Convert every line of the entries below into a Markdown table with two columns, Row for the row number and Line for the text of the line, and skip any blank lines. Leave the pictures out of the table.

>> Begin Exercise materials

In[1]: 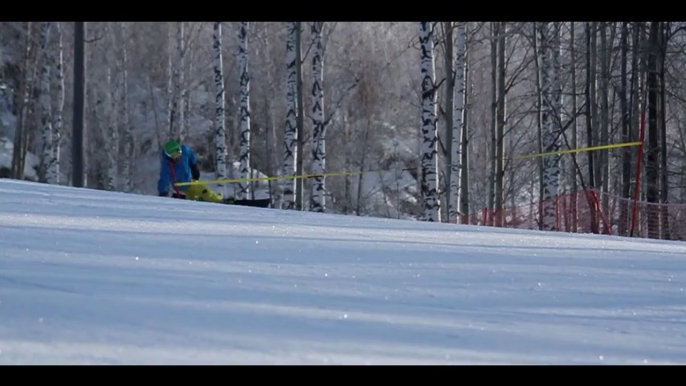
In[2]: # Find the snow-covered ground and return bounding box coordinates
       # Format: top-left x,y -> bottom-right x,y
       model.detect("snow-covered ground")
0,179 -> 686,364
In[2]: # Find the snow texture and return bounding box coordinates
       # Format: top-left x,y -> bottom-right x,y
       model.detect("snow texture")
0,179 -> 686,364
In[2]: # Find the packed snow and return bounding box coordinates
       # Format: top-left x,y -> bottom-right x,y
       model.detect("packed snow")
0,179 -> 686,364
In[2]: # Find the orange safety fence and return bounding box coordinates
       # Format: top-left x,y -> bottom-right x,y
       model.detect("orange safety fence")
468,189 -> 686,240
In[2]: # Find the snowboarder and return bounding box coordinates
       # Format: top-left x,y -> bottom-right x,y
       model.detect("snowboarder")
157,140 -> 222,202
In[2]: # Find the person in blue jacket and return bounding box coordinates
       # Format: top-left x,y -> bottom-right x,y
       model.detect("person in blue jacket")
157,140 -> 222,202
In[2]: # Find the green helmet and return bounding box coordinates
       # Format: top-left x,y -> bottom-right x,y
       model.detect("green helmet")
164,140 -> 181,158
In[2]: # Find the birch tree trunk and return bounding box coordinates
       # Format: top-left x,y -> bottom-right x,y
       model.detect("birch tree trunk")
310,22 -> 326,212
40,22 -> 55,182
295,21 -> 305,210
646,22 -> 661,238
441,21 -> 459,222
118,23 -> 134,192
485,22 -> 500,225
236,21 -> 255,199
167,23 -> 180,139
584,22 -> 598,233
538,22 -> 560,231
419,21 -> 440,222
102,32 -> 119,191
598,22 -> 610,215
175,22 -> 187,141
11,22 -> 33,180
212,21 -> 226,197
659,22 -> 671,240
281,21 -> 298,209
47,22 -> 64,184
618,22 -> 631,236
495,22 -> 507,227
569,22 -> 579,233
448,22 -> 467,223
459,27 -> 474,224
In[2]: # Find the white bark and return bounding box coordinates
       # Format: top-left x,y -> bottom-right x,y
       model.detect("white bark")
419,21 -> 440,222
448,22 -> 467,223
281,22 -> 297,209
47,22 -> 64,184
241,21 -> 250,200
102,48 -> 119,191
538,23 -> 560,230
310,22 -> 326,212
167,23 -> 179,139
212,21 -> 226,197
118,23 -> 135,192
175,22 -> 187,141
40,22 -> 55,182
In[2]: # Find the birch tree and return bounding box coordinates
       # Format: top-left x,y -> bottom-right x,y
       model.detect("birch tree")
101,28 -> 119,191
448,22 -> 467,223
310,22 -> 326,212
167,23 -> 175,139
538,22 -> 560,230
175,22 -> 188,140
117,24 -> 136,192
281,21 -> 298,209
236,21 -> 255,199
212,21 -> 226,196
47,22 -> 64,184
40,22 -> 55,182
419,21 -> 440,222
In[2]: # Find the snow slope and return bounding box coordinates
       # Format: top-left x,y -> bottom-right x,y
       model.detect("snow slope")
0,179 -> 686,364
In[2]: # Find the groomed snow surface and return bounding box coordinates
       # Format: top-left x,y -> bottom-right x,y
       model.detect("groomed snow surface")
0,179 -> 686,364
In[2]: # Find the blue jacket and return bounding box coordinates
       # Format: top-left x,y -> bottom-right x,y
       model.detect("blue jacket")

>> End Exercise materials

- Answer to this problem -
| Row | Line |
|---|---|
| 1 | In[1]:  |
| 2 | In[2]: # Find the snow-covered ground and return bounding box coordinates |
| 3 |        # Format: top-left x,y -> bottom-right x,y |
| 4 |        model.detect("snow-covered ground") |
| 5 | 0,179 -> 686,364 |
| 6 | In[2]: # Find the snow texture and return bounding box coordinates |
| 7 |        # Format: top-left x,y -> bottom-right x,y |
| 8 |        model.detect("snow texture") |
| 9 | 0,179 -> 686,364 |
| 10 | In[2]: # Find the packed snow and return bounding box coordinates |
| 11 |        # Format: top-left x,y -> bottom-right x,y |
| 12 |        model.detect("packed snow") |
| 13 | 0,179 -> 686,364 |
| 14 | In[2]: # Find the orange safety fence and return bounding box coordinates |
| 15 |        # Format: top-left x,y -> bottom-right x,y |
| 16 |        model.detect("orange safety fence") |
| 17 | 468,189 -> 686,240 |
| 18 | In[2]: # Find the snowboarder and return bounding box coordinates |
| 19 |        # Format: top-left x,y -> bottom-right x,y |
| 20 |        model.detect("snowboarder") |
| 21 | 157,140 -> 222,202 |
| 22 | In[2]: # Find the person in blue jacket and return bounding box coordinates |
| 23 |        # Format: top-left x,y -> bottom-right x,y |
| 24 |        model.detect("person in blue jacket") |
| 25 | 157,140 -> 222,202 |
| 26 | In[2]: # Find the green helmet and return bounding box coordinates |
| 27 |        # Format: top-left x,y -> bottom-right x,y |
| 28 |        model.detect("green helmet") |
| 29 | 164,140 -> 181,158 |
| 30 | In[2]: # Find the birch tree trunk and return bounding box coordinates |
| 31 |        # Format: top-left x,y -> bottom-right x,y |
| 32 |        model.detect("birch tree trunk") |
| 33 | 310,22 -> 326,212 |
| 34 | 40,22 -> 55,182 |
| 35 | 295,21 -> 305,210 |
| 36 | 646,22 -> 661,238 |
| 37 | 441,21 -> 459,222 |
| 38 | 118,23 -> 134,192 |
| 39 | 485,22 -> 500,225 |
| 40 | 236,21 -> 255,199 |
| 41 | 167,23 -> 180,139 |
| 42 | 584,22 -> 598,233 |
| 43 | 538,22 -> 560,231 |
| 44 | 419,21 -> 440,222 |
| 45 | 102,32 -> 119,191 |
| 46 | 598,22 -> 610,215 |
| 47 | 175,22 -> 187,141 |
| 48 | 11,22 -> 33,180 |
| 49 | 212,21 -> 226,197 |
| 50 | 659,22 -> 671,240 |
| 51 | 281,21 -> 298,209 |
| 52 | 47,22 -> 64,184 |
| 53 | 618,22 -> 631,236 |
| 54 | 495,22 -> 507,227 |
| 55 | 569,22 -> 579,233 |
| 56 | 448,22 -> 467,223 |
| 57 | 459,27 -> 474,224 |
| 58 | In[2]: # Find the white bark and return bounding box coordinates |
| 59 |        # Format: top-left x,y -> bottom-right x,y |
| 60 |        model.detect("white bark") |
| 61 | 419,21 -> 440,222 |
| 62 | 448,22 -> 467,223 |
| 63 | 281,22 -> 297,209 |
| 64 | 47,22 -> 64,184 |
| 65 | 241,21 -> 250,200 |
| 66 | 102,48 -> 119,191 |
| 67 | 538,23 -> 560,230 |
| 68 | 310,22 -> 326,212 |
| 69 | 167,23 -> 179,139 |
| 70 | 212,21 -> 226,197 |
| 71 | 118,23 -> 135,192 |
| 72 | 175,22 -> 187,141 |
| 73 | 40,22 -> 55,182 |
| 74 | In[2]: # Find the birch tree and return bounding box coordinates |
| 75 |        # Format: top-left x,y -> bottom-right x,y |
| 76 |        model.detect("birch tree") |
| 77 | 101,28 -> 119,191 |
| 78 | 448,22 -> 467,223 |
| 79 | 310,22 -> 326,212 |
| 80 | 167,23 -> 175,139 |
| 81 | 538,22 -> 560,230 |
| 82 | 175,22 -> 188,140 |
| 83 | 117,24 -> 136,192 |
| 84 | 281,21 -> 298,209 |
| 85 | 236,21 -> 255,199 |
| 86 | 212,21 -> 226,196 |
| 87 | 47,22 -> 64,184 |
| 88 | 40,22 -> 55,182 |
| 89 | 419,21 -> 440,222 |
| 90 | In[2]: # Find the snow slope and return bounding box coordinates |
| 91 |        # Format: top-left x,y -> bottom-right x,y |
| 92 |        model.detect("snow slope") |
| 93 | 0,179 -> 686,364 |
| 94 | In[2]: # Find the groomed snow surface and return bounding box coordinates |
| 95 |        # Format: top-left x,y -> bottom-right x,y |
| 96 |        model.detect("groomed snow surface") |
| 97 | 0,179 -> 686,364 |
| 98 | In[2]: # Find the blue jacket and return bounding box coordinates |
| 99 |        # Format: top-left x,y -> bottom-right x,y |
| 100 |        model.detect("blue jacket") |